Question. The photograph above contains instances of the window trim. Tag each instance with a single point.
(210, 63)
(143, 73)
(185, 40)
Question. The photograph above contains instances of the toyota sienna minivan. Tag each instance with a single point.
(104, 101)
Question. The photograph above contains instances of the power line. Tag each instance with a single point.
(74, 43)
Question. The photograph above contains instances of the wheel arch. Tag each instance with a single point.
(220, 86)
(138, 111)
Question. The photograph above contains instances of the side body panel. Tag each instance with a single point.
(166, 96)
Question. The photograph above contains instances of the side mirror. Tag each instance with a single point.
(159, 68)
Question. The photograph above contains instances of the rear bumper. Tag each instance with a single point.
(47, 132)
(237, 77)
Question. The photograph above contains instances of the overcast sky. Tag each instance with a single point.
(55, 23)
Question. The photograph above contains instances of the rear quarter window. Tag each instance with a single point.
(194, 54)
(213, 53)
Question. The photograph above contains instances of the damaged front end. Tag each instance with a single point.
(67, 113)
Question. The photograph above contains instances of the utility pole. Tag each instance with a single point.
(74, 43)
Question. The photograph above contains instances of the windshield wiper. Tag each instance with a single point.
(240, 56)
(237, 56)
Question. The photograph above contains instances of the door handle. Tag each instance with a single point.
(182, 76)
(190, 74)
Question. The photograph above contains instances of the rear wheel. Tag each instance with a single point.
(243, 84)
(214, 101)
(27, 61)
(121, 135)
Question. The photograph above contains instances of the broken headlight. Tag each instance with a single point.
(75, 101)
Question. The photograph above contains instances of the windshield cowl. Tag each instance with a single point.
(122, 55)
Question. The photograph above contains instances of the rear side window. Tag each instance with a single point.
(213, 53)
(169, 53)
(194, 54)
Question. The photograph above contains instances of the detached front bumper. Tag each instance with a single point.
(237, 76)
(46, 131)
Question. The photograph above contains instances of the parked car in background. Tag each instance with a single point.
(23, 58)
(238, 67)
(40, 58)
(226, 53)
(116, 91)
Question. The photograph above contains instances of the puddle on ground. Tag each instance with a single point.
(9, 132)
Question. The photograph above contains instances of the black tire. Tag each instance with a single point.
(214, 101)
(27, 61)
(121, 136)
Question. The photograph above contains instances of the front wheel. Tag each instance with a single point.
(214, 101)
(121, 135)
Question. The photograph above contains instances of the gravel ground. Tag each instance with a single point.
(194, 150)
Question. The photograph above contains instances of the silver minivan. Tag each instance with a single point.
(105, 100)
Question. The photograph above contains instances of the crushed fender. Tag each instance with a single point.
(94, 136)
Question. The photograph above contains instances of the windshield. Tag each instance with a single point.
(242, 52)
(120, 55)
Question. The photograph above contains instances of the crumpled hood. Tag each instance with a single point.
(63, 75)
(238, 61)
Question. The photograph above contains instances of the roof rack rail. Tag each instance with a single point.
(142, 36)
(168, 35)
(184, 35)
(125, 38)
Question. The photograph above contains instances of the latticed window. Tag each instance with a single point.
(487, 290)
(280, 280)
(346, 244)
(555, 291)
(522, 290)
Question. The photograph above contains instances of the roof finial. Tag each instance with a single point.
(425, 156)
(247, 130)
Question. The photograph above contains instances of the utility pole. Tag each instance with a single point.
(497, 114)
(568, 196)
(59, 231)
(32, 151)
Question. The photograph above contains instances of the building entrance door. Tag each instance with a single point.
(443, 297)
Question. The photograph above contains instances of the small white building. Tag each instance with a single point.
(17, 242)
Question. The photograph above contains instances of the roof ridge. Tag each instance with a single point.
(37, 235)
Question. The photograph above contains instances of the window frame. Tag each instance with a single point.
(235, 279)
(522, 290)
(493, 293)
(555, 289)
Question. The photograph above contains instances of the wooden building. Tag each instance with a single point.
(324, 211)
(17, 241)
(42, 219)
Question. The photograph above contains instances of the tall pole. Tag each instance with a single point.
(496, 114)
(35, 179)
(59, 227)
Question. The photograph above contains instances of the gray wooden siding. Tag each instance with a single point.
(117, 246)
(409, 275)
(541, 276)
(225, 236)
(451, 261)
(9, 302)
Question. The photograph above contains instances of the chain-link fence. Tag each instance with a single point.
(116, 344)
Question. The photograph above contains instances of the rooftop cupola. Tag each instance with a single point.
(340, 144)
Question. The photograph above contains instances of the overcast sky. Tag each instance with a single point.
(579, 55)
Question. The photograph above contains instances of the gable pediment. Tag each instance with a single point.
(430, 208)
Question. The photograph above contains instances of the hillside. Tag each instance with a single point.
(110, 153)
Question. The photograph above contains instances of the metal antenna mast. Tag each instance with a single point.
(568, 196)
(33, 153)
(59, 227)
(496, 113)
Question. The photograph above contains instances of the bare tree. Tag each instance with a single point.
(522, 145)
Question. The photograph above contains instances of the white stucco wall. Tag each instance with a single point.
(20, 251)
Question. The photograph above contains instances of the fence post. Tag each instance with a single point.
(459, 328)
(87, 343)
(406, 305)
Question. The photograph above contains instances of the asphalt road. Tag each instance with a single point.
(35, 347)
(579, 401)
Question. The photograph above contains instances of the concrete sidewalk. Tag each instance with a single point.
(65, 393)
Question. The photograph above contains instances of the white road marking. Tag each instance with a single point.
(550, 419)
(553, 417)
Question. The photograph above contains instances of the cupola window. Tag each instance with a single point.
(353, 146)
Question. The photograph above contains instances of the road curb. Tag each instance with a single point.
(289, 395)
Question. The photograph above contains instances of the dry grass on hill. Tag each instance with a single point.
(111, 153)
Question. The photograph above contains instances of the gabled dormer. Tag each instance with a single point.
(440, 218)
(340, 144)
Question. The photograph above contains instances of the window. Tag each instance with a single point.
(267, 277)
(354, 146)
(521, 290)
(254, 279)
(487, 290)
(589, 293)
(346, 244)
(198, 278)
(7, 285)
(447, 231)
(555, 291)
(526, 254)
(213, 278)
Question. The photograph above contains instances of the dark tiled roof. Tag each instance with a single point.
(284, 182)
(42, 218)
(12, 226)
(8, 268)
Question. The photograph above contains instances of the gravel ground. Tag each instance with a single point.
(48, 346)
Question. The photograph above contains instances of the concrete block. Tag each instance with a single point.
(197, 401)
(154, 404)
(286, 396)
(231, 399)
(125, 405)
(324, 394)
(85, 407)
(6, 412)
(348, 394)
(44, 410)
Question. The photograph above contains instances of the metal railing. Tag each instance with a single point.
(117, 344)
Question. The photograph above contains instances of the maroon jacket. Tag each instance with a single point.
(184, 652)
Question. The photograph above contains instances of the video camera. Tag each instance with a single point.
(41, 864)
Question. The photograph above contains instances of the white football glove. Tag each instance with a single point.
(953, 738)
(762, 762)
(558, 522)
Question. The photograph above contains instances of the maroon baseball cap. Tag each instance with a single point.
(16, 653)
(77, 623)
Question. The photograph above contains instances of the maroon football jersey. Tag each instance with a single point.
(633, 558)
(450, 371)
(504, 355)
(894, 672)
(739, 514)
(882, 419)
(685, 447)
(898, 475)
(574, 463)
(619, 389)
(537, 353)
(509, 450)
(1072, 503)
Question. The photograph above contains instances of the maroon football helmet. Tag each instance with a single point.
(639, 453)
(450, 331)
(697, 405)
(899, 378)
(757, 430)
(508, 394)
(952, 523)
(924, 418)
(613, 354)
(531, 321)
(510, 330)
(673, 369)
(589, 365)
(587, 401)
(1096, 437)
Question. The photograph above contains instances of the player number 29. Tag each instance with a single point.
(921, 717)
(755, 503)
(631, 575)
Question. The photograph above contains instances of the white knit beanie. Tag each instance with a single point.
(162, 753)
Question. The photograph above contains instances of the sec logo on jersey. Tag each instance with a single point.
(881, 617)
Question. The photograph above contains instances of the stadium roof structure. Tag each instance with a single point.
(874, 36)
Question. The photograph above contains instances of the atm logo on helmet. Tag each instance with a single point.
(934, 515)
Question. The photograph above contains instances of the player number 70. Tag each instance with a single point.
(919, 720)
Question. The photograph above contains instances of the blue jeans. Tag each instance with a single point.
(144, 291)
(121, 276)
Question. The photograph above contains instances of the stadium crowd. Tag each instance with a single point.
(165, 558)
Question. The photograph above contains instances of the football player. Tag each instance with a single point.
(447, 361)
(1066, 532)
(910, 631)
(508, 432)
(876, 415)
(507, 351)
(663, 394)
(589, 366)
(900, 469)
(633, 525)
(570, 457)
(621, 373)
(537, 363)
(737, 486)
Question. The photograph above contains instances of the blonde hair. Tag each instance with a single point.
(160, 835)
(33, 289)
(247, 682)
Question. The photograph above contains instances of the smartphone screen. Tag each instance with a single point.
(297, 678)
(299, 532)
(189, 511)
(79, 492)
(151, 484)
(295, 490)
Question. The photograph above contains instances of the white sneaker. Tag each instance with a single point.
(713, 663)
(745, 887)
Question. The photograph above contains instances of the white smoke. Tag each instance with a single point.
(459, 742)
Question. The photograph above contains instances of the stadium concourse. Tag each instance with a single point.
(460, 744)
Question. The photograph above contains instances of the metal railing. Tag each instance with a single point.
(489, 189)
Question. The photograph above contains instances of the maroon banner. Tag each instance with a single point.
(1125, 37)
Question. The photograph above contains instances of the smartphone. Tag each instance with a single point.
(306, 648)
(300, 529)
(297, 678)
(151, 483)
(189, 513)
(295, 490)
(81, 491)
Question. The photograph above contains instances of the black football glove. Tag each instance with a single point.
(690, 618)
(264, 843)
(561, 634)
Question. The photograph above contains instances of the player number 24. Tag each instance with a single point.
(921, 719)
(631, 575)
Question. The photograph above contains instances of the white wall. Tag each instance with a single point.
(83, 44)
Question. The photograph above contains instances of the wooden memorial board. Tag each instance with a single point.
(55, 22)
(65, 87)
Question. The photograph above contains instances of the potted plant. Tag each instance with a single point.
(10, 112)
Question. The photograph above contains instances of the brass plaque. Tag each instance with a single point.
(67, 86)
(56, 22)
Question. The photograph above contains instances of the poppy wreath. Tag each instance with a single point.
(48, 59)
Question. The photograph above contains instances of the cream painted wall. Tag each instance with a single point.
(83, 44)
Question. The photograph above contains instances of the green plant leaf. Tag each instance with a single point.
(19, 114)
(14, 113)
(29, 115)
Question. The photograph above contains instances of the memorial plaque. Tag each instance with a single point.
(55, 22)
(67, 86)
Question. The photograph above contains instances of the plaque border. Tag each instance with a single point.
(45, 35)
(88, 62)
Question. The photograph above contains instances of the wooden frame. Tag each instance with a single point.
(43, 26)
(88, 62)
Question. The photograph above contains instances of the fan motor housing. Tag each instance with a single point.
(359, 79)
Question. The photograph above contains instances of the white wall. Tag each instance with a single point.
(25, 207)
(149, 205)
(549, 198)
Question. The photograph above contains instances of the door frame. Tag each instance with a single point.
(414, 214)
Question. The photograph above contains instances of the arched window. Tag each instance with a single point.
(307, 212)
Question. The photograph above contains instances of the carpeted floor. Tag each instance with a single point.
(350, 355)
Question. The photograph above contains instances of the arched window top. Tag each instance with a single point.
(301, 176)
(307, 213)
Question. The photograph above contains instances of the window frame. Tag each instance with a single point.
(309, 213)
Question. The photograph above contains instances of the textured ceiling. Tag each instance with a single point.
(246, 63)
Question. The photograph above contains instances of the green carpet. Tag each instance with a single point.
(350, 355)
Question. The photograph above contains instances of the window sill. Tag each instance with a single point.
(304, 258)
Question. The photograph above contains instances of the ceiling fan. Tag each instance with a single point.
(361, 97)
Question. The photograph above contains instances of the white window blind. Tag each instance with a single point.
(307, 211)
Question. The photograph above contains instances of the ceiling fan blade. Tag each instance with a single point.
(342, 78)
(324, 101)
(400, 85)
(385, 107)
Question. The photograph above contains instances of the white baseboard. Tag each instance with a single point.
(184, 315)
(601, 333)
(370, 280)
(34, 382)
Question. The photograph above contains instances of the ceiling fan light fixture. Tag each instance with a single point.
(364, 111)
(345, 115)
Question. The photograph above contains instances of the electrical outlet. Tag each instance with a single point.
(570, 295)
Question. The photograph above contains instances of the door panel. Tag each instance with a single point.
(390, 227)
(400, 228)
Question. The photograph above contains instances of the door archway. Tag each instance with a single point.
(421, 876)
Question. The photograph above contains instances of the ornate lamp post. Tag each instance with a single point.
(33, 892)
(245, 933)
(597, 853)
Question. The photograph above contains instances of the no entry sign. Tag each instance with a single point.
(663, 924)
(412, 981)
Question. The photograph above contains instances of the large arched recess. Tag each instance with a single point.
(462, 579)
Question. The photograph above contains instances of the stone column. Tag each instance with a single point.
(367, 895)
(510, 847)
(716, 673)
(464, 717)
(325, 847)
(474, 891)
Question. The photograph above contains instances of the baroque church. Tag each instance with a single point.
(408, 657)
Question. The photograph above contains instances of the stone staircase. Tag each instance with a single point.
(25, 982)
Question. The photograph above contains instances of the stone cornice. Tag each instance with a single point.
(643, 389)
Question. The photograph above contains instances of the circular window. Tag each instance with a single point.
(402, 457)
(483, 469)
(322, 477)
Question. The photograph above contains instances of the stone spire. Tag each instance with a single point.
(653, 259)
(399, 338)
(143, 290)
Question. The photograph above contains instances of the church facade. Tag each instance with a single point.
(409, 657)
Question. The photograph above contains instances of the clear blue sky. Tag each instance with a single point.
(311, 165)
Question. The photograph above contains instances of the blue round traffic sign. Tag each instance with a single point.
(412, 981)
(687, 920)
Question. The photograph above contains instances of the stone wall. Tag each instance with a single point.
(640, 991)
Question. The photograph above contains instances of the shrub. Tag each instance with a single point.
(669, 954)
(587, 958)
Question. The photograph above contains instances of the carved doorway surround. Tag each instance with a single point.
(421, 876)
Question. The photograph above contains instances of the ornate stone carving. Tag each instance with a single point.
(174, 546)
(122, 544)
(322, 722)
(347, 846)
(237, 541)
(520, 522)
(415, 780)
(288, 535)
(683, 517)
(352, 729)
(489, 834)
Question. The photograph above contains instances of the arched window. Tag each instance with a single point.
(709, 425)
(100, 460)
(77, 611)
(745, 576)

Exercise instructions: Taking the line with "the blue round" as the start and the last line of the data above as the end, write out those two lines and every line between them exactly, and only those.

Response below:
Question. The photograph above contains instances of the blue round traffic sign. Tag each instance with a single point.
(412, 981)
(687, 920)
Question. The photograph above contains instances of the stone wall. Tag each instance with a single point.
(640, 991)
Question. The photograph above contains instances of the shrub. Tag each instance with a single point.
(669, 954)
(587, 958)
Question. The photograph above contains instances of the carved doorway surround. Tag each instance with a single point.
(421, 876)
Question. The photograph above contains instances of the ornate stone carving. Tag each instance with a single point.
(174, 546)
(122, 544)
(322, 722)
(347, 846)
(237, 541)
(520, 522)
(415, 780)
(288, 535)
(683, 517)
(352, 729)
(489, 834)
Question. The photograph above contains instances of the arched window. Tag each instance with a single point.
(709, 425)
(100, 460)
(77, 611)
(745, 576)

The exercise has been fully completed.